_LO QUE SE PIDE_
Reescribe el material empezando en la línea que contiene "[segment] lips" y terminando en la que contiene "POLYGON ((426 391, 409", ambas incluidas. Sustituye "nose" por "snout" y deja todo lo demás igual.

[Entradas de contornos de regiones]
◆ ◆ ◆
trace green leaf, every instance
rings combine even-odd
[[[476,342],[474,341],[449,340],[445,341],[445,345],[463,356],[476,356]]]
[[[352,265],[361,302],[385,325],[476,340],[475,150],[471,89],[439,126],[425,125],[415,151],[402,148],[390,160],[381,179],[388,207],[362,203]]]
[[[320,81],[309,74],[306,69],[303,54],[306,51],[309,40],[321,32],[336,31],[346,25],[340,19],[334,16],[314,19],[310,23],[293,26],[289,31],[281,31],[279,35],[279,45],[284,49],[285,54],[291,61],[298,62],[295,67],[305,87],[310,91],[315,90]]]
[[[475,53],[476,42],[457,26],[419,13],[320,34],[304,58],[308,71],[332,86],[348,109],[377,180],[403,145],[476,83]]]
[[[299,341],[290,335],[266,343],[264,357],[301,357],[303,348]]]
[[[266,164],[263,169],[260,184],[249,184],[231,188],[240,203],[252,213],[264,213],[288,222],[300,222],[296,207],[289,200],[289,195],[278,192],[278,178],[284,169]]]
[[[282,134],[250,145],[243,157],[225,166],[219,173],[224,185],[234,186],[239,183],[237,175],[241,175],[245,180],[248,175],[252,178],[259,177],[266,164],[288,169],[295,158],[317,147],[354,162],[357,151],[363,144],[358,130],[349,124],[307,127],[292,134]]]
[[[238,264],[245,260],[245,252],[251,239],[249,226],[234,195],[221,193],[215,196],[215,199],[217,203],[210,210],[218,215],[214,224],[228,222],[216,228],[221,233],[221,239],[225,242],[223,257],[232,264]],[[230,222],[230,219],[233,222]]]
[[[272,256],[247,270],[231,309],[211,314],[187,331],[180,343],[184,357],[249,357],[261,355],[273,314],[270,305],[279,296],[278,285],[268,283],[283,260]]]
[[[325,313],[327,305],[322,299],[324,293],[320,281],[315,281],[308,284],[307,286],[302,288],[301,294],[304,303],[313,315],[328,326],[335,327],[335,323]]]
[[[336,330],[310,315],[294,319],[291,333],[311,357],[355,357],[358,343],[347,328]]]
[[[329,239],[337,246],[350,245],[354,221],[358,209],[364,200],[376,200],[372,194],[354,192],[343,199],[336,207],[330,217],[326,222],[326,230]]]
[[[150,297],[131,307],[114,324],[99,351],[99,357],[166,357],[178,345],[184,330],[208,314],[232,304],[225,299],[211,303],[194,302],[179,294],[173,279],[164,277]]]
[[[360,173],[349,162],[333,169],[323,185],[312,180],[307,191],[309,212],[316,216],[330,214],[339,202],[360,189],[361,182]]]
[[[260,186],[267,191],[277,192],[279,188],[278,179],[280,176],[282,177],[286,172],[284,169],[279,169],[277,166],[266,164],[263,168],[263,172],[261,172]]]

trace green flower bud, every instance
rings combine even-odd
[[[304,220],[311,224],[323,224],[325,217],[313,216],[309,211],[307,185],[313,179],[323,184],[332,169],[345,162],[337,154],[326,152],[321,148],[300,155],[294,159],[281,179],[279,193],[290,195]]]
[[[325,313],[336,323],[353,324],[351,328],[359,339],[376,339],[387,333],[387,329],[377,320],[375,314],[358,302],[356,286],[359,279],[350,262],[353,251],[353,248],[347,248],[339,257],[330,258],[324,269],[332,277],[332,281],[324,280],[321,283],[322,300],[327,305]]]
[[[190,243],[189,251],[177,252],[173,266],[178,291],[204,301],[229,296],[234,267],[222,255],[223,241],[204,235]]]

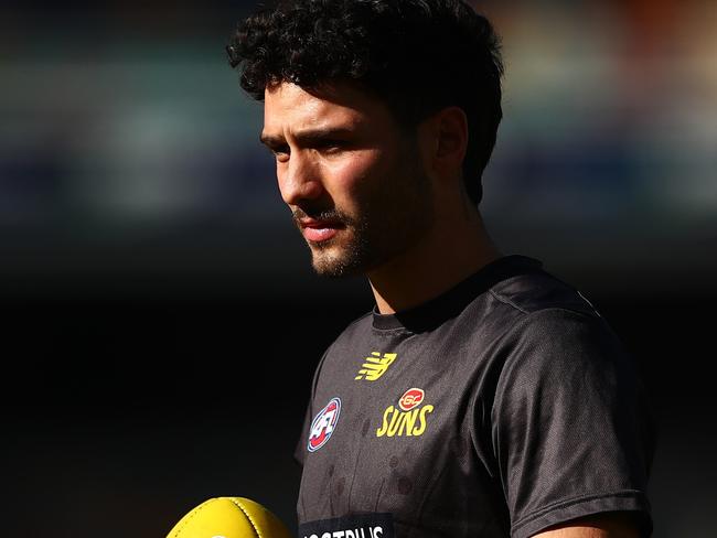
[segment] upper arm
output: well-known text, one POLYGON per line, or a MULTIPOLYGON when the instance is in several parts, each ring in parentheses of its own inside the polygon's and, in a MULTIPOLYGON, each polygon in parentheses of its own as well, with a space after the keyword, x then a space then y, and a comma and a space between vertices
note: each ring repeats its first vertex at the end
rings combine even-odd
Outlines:
MULTIPOLYGON (((600 320, 541 312, 524 320, 510 354, 492 423, 514 536, 543 536, 545 529, 561 532, 548 537, 639 536, 631 530, 638 526, 576 523, 620 512, 643 515, 639 528, 649 536, 650 412, 614 335, 600 320)), ((620 525, 612 518, 607 523, 620 525)))
POLYGON ((630 513, 608 513, 555 525, 534 538, 639 538, 638 525, 630 513))

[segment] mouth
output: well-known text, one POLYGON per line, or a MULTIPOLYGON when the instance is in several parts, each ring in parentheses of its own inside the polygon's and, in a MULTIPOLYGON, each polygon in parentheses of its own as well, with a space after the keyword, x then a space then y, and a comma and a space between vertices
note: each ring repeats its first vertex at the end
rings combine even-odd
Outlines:
POLYGON ((309 243, 320 244, 325 243, 345 228, 340 220, 332 219, 318 219, 318 218, 300 218, 297 220, 301 234, 309 243))

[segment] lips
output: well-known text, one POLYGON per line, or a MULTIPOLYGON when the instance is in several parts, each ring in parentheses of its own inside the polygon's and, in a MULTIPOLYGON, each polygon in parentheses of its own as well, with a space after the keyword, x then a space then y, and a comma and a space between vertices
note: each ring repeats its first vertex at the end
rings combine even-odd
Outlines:
POLYGON ((311 243, 328 241, 343 228, 343 224, 339 220, 301 218, 298 223, 303 237, 311 243))

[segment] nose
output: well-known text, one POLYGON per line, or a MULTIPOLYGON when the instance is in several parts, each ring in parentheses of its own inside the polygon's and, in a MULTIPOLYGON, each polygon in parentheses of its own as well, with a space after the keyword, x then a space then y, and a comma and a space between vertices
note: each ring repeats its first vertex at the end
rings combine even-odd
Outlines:
POLYGON ((288 162, 279 164, 277 177, 281 198, 288 205, 301 205, 301 202, 315 200, 323 192, 319 166, 301 151, 291 152, 288 162))

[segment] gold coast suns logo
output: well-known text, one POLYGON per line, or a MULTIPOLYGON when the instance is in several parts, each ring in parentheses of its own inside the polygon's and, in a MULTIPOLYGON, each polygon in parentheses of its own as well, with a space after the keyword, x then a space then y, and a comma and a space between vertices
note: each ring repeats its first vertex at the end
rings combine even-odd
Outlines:
POLYGON ((426 391, 409 388, 398 399, 398 407, 388 406, 384 411, 384 421, 376 430, 376 437, 417 437, 426 431, 427 417, 434 412, 434 406, 424 406, 426 391))

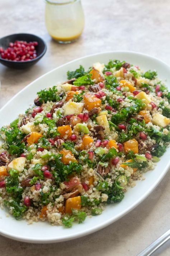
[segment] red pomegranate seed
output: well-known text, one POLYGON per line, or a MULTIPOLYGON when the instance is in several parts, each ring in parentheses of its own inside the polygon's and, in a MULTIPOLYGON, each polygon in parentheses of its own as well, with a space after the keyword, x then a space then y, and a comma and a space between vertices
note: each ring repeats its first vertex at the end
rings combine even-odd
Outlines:
POLYGON ((52 178, 52 174, 49 171, 45 171, 43 173, 44 176, 46 178, 52 178))
POLYGON ((119 125, 118 125, 118 126, 121 130, 124 130, 125 131, 126 130, 126 126, 123 123, 120 123, 119 125))
POLYGON ((133 94, 134 95, 134 96, 135 96, 136 95, 137 95, 137 94, 138 94, 139 93, 139 91, 137 91, 136 90, 135 90, 134 91, 133 91, 133 94))
POLYGON ((48 140, 48 141, 52 145, 53 145, 54 144, 55 141, 54 140, 53 140, 52 139, 49 139, 48 140))
POLYGON ((82 120, 84 121, 85 122, 87 121, 89 118, 89 114, 86 112, 85 113, 83 114, 83 117, 82 117, 82 120))
POLYGON ((26 196, 24 199, 24 203, 27 207, 30 206, 31 205, 31 199, 29 197, 26 196))
POLYGON ((48 165, 43 165, 41 167, 41 170, 43 171, 45 171, 48 170, 48 165))
POLYGON ((162 92, 161 91, 158 91, 156 94, 157 95, 157 96, 158 96, 158 97, 161 97, 162 95, 162 92))
POLYGON ((36 107, 36 108, 34 108, 33 110, 35 112, 36 112, 36 113, 40 113, 43 111, 42 108, 40 108, 40 107, 36 107))
POLYGON ((35 184, 36 190, 39 190, 42 187, 41 184, 39 182, 37 182, 35 184))
POLYGON ((95 144, 95 147, 98 148, 98 147, 100 147, 101 145, 101 142, 100 140, 97 140, 97 141, 95 144))
POLYGON ((116 157, 113 158, 111 162, 112 165, 116 165, 117 163, 119 162, 119 157, 116 157))
POLYGON ((85 191, 87 191, 88 190, 89 190, 89 186, 86 183, 85 183, 85 182, 84 182, 82 183, 82 185, 83 188, 85 191))
POLYGON ((37 113, 36 113, 35 112, 33 112, 31 114, 31 115, 32 116, 33 118, 34 118, 35 117, 36 114, 37 113))
POLYGON ((104 72, 104 73, 107 76, 109 76, 110 75, 112 75, 112 73, 110 71, 106 71, 104 72))
POLYGON ((119 152, 123 151, 123 145, 121 143, 118 143, 118 150, 119 152))
POLYGON ((143 131, 141 131, 139 133, 139 136, 140 138, 143 140, 145 140, 147 139, 147 135, 143 131))
POLYGON ((89 154, 89 159, 93 159, 94 153, 93 151, 90 151, 88 152, 89 154))
POLYGON ((5 181, 1 180, 0 181, 0 188, 4 188, 5 187, 5 181))
POLYGON ((103 83, 102 83, 101 82, 100 82, 99 83, 99 85, 101 89, 103 88, 104 88, 105 86, 104 84, 103 84, 103 83))
POLYGON ((42 151, 43 151, 44 150, 44 148, 41 148, 41 147, 39 147, 38 148, 37 148, 37 151, 41 151, 41 152, 42 152, 42 151))
POLYGON ((147 159, 148 159, 149 160, 150 160, 151 159, 152 157, 152 156, 150 154, 150 153, 149 153, 148 152, 146 152, 145 153, 145 157, 147 158, 147 159))
POLYGON ((76 140, 76 139, 77 136, 75 134, 72 134, 72 135, 70 136, 70 139, 72 141, 73 141, 74 140, 76 140))
POLYGON ((68 116, 65 116, 67 118, 67 120, 70 120, 70 118, 72 116, 73 116, 73 114, 69 114, 68 116))
POLYGON ((85 90, 85 89, 86 87, 84 85, 80 85, 80 86, 79 86, 80 90, 85 90))
POLYGON ((113 108, 111 106, 109 106, 108 105, 107 105, 105 107, 105 109, 107 109, 108 110, 112 110, 113 108))
POLYGON ((157 92, 160 90, 160 85, 156 85, 155 86, 155 91, 156 93, 157 92))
◆ ◆ ◆
_RESPUESTA DEL EJERCICIO_
[segment] lips
output: well-known text, one POLYGON per line, or a MULTIPOLYGON when the instance is in several parts, each ring in parentheses of its own inside the polygon's and, in a MULTIPOLYGON, each polygon in parentheses of its own as well, with a space after the keyword, x then a space then y, and a comma and a space between vertices
note: each ring repeats its first vertex at the end
rings combine even-odd
Outlines:
POLYGON ((311 243, 328 241, 343 228, 343 224, 339 220, 301 218, 298 223, 303 237, 311 243))

[segment] snout
output: well-known text, one POLYGON per line, or a MULTIPOLYGON when the instance is in several parts, each ring in parentheses of its own inside the polygon's and, in a MULTIPOLYGON, each polygon in parentheses of its own as well, with a space after the keyword, x then a space then y, and a comma and a space between vertices
note: each ring repeats its first vertex at the end
rings combine even-odd
Outlines:
POLYGON ((288 162, 279 164, 277 177, 281 198, 288 205, 301 205, 301 202, 315 200, 323 192, 319 166, 301 151, 291 152, 288 162))

[segment] gold coast suns logo
output: well-known text, one POLYGON per line, or a MULTIPOLYGON when the instance is in several parts, each ring in parentheses of its own inside the polygon's and, in a MULTIPOLYGON, each polygon in parentheses of its own as well, with a space after the keyword, x then a space then y, and a comma and a space between vertices
note: each ring repeats its first vertex at the end
rings combine even-odd
Outlines:
POLYGON ((426 391, 409 388, 398 399, 398 407, 388 406, 384 411, 384 421, 376 430, 376 437, 417 437, 426 431, 427 417, 434 412, 434 406, 424 406, 426 391))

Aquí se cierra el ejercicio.